## START Excerpted records
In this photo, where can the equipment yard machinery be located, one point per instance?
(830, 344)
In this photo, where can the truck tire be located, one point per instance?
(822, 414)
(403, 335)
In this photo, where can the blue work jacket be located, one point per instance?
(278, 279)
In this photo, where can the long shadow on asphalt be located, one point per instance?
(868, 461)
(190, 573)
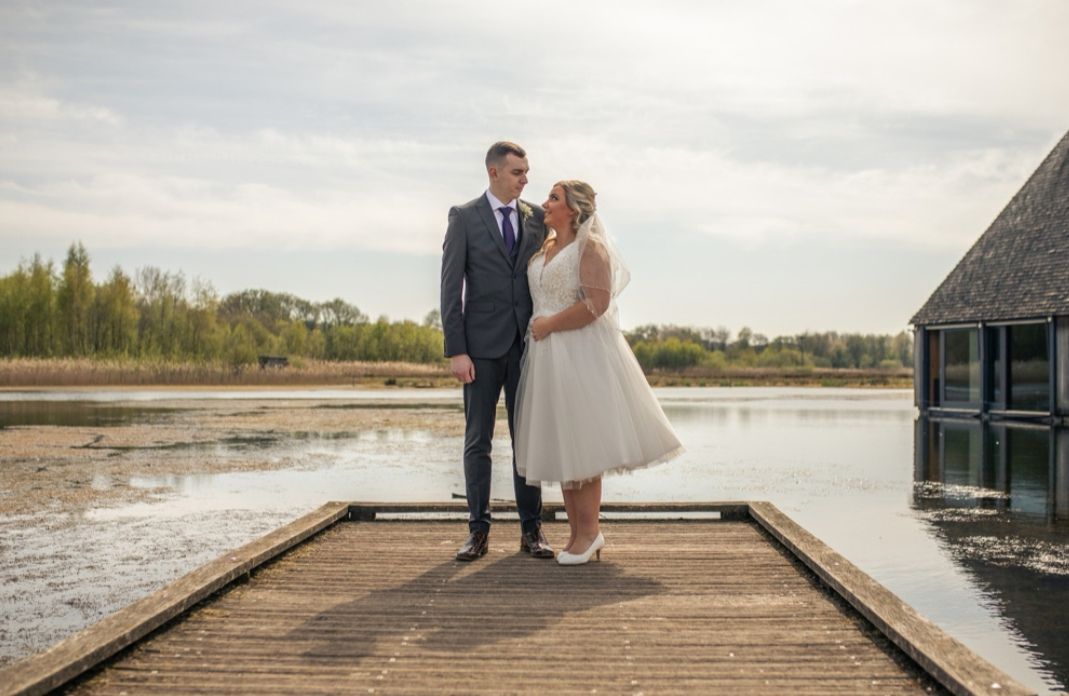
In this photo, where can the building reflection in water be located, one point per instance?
## END Excerpted records
• [What you should do] Write out each line of the data exactly; the images should be left out.

• [Output for this exercise]
In this photo, where can the equipment yard machinery be located, one point per instance?
(830, 344)
In this photo, where can the truck tire be located, one point per instance?
(822, 414)
(403, 335)
In this photo, where can the blue work jacket be located, one point per instance?
(278, 279)
In this photo, where can the long shadow on asphalt be located, one point per instance?
(868, 461)
(190, 573)
In this photo, where can the building reflection in water be located, one point per instance?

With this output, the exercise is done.